Segment Start: DATA IN THIS EXERCISE
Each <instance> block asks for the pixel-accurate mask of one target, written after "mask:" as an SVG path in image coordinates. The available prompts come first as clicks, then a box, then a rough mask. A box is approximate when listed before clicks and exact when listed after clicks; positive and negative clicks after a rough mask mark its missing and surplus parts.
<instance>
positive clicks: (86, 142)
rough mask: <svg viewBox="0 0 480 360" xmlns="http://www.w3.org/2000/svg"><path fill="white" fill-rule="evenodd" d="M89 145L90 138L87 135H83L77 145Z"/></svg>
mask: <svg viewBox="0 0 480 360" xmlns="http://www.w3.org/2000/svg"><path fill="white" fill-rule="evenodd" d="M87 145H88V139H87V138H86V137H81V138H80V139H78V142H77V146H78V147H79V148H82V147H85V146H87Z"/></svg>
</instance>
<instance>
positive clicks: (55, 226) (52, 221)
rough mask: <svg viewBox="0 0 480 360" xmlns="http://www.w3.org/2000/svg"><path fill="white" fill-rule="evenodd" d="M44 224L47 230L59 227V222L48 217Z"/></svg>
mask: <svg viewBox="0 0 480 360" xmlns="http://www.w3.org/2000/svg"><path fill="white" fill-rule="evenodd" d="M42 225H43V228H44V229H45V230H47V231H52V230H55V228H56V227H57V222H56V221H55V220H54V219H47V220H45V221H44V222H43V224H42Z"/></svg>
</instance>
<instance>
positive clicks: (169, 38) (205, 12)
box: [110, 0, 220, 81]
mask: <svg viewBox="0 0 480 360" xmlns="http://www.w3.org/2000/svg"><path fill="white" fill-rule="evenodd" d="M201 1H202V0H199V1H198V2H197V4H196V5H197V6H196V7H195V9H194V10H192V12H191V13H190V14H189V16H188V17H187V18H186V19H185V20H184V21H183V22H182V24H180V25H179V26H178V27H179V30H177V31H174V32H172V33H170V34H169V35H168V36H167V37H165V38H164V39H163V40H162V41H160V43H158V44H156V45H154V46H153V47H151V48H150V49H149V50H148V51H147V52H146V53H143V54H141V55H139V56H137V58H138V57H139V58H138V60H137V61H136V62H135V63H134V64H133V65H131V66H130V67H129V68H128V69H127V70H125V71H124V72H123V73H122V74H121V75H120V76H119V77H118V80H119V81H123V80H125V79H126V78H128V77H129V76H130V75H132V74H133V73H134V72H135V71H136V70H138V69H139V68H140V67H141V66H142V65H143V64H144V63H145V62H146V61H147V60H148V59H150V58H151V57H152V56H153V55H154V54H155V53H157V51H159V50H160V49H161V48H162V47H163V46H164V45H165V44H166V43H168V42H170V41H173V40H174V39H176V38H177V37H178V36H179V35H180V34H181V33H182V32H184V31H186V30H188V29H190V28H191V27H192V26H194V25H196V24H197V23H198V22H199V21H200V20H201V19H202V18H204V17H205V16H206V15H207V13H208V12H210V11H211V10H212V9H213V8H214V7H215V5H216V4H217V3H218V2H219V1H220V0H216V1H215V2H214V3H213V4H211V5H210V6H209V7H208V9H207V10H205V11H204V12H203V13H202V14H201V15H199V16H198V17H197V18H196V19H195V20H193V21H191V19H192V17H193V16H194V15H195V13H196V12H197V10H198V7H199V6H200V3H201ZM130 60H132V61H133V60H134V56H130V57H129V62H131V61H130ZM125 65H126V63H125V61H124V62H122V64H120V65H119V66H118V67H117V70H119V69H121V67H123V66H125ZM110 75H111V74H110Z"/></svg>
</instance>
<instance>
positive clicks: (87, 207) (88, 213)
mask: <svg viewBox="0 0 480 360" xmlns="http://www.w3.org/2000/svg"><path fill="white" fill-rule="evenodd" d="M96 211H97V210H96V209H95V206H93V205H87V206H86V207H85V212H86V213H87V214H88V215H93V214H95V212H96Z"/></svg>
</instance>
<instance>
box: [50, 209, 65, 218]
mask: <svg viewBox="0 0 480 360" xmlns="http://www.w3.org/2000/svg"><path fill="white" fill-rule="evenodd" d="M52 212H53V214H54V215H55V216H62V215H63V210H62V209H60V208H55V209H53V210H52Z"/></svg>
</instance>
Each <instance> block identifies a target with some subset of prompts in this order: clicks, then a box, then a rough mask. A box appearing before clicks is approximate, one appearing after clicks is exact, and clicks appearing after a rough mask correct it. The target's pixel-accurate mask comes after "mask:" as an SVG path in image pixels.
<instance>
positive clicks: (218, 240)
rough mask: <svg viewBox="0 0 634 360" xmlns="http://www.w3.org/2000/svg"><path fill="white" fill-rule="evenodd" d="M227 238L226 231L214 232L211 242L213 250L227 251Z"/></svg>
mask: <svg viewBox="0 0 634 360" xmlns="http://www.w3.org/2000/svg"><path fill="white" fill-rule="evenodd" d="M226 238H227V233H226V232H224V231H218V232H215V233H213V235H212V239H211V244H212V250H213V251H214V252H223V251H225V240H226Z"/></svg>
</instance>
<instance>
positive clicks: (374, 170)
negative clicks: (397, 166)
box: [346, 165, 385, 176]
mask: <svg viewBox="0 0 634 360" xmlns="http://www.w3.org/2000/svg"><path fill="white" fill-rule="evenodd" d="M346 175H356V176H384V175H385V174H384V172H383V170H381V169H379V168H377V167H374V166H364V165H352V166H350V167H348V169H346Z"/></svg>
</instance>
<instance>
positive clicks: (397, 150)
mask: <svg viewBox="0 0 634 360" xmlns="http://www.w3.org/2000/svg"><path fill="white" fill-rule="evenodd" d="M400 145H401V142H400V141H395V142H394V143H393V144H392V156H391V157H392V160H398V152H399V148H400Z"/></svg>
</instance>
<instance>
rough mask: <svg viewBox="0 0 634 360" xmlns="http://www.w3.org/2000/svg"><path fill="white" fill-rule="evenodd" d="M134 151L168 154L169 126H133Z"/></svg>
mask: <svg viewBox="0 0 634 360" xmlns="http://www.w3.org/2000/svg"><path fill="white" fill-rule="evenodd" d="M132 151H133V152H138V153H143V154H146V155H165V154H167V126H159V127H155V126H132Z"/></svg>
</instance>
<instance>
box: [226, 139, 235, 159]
Segment End: DATA IN THIS EXERCISE
# INSTRUCTIONS TO FOLLOW
Reproduce every record word for word.

# SOLUTION FOR THIS PROBLEM
Each <instance> block asks for the pixel-accurate mask of one target, written after "mask:" as an SVG path in image coordinates. The available prompts come first as clicks, then a box, then a rough mask. A box is approximate when listed before clicks and exact when listed after clicks; positive and negative clicks after a rough mask mark its missing and surplus parts.
<instance>
positive clicks: (86, 142)
rough mask: <svg viewBox="0 0 480 360" xmlns="http://www.w3.org/2000/svg"><path fill="white" fill-rule="evenodd" d="M89 145L90 138L87 135H83L77 145Z"/></svg>
mask: <svg viewBox="0 0 480 360" xmlns="http://www.w3.org/2000/svg"><path fill="white" fill-rule="evenodd" d="M87 145H88V139H87V138H86V137H81V138H80V139H78V142H77V146H78V147H79V148H82V147H85V146H87Z"/></svg>
</instance>
<instance>
positive clicks: (55, 226) (52, 221)
rough mask: <svg viewBox="0 0 480 360" xmlns="http://www.w3.org/2000/svg"><path fill="white" fill-rule="evenodd" d="M44 224L47 230L59 227V222L48 217Z"/></svg>
mask: <svg viewBox="0 0 480 360" xmlns="http://www.w3.org/2000/svg"><path fill="white" fill-rule="evenodd" d="M42 225H43V228H44V229H45V230H47V231H52V230H55V228H56V227H57V222H56V221H55V220H54V219H47V220H45V221H44V222H43V224H42Z"/></svg>
</instance>
<instance>
positive clicks: (169, 38) (205, 12)
box: [110, 0, 220, 81]
mask: <svg viewBox="0 0 480 360" xmlns="http://www.w3.org/2000/svg"><path fill="white" fill-rule="evenodd" d="M201 1H202V0H199V1H198V2H197V4H196V5H197V6H196V7H195V9H194V10H192V12H191V13H190V14H189V16H188V17H187V18H186V19H185V20H184V21H183V22H182V24H180V25H179V26H178V27H179V30H177V31H174V32H172V33H170V34H169V35H168V36H167V37H165V38H164V39H163V40H162V41H160V43H158V44H156V45H154V46H153V47H151V48H150V49H149V50H148V51H147V52H146V53H143V54H141V55H139V56H137V58H138V57H139V58H138V60H137V61H136V62H135V63H134V64H133V65H131V66H130V67H129V68H128V69H127V70H125V71H124V72H123V73H122V74H121V75H120V76H119V77H118V80H119V81H123V80H125V79H126V78H128V77H129V76H130V75H132V74H133V73H134V72H135V71H136V70H138V69H139V68H140V67H141V66H142V65H143V64H144V63H145V62H146V61H147V60H148V59H150V58H151V57H152V56H153V55H154V54H155V53H157V51H159V50H160V49H161V48H162V47H163V46H164V45H165V44H166V43H168V42H170V41H173V40H174V39H176V38H177V37H178V36H179V35H180V34H181V33H182V32H184V31H186V30H188V29H190V28H191V27H192V26H194V25H196V24H197V23H198V22H199V21H200V20H201V19H202V18H204V17H205V16H206V15H207V13H208V12H210V11H211V10H212V9H213V8H214V7H215V5H216V4H217V3H218V2H219V1H220V0H216V1H215V2H214V3H213V4H211V5H210V6H209V7H208V9H207V10H205V11H204V12H203V13H202V14H201V15H199V16H198V17H197V18H196V19H195V20H193V21H191V19H192V17H193V16H194V15H195V13H196V12H197V10H198V7H199V6H200V3H201ZM130 60H132V61H133V60H134V56H130V57H129V62H131V61H130ZM125 65H126V63H125V61H124V62H122V64H120V65H119V66H118V67H117V70H119V69H121V67H123V66H125ZM110 75H111V74H110Z"/></svg>
</instance>
<instance>
positive clicks: (87, 207) (88, 213)
mask: <svg viewBox="0 0 480 360" xmlns="http://www.w3.org/2000/svg"><path fill="white" fill-rule="evenodd" d="M96 211H97V210H96V209H95V206H93V205H87V206H86V207H85V212H86V213H87V214H88V215H93V214H95V212H96Z"/></svg>
</instance>
<instance>
box: [50, 209, 65, 218]
mask: <svg viewBox="0 0 480 360" xmlns="http://www.w3.org/2000/svg"><path fill="white" fill-rule="evenodd" d="M52 212H53V214H54V215H55V216H62V215H63V210H62V209H60V208H55V209H53V210H52Z"/></svg>
</instance>
Each <instance> block identifies a target with some subset of prompts in this order: clicks, then a box, then a rough mask. A box appearing before clicks is approximate, one appearing after clicks is exact, and clicks appearing after a rough mask correct it. The target's pixel-accurate mask comes after "mask:" as an SVG path in image pixels.
<instance>
positive clicks: (218, 240)
rough mask: <svg viewBox="0 0 634 360" xmlns="http://www.w3.org/2000/svg"><path fill="white" fill-rule="evenodd" d="M227 238L226 231L214 232L211 242L213 250L227 251Z"/></svg>
mask: <svg viewBox="0 0 634 360" xmlns="http://www.w3.org/2000/svg"><path fill="white" fill-rule="evenodd" d="M226 238H227V233H226V232H224V231H218V232H215V233H213V235H212V239H211V244H212V250H213V251H214V252H223V251H225V240H226Z"/></svg>
</instance>
<instance>
positive clicks: (374, 170)
negative clicks: (397, 166)
box: [346, 165, 385, 176]
mask: <svg viewBox="0 0 634 360" xmlns="http://www.w3.org/2000/svg"><path fill="white" fill-rule="evenodd" d="M346 175H356V176H384V175H385V174H384V172H383V170H381V169H379V168H377V167H374V166H364V165H352V166H350V167H348V169H346Z"/></svg>
</instance>
<instance>
positive clicks: (397, 150)
mask: <svg viewBox="0 0 634 360" xmlns="http://www.w3.org/2000/svg"><path fill="white" fill-rule="evenodd" d="M400 145H401V142H400V141H395V142H394V143H393V144H392V156H391V157H392V160H398V152H399V148H400Z"/></svg>
</instance>
<instance>
rough mask: <svg viewBox="0 0 634 360" xmlns="http://www.w3.org/2000/svg"><path fill="white" fill-rule="evenodd" d="M134 151L168 154L169 126H133Z"/></svg>
mask: <svg viewBox="0 0 634 360" xmlns="http://www.w3.org/2000/svg"><path fill="white" fill-rule="evenodd" d="M132 151H133V152H138V153H143V154H146V155H165V154H167V126H159V127H155V126H132Z"/></svg>
</instance>
<instance>
box: [226, 139, 235, 159]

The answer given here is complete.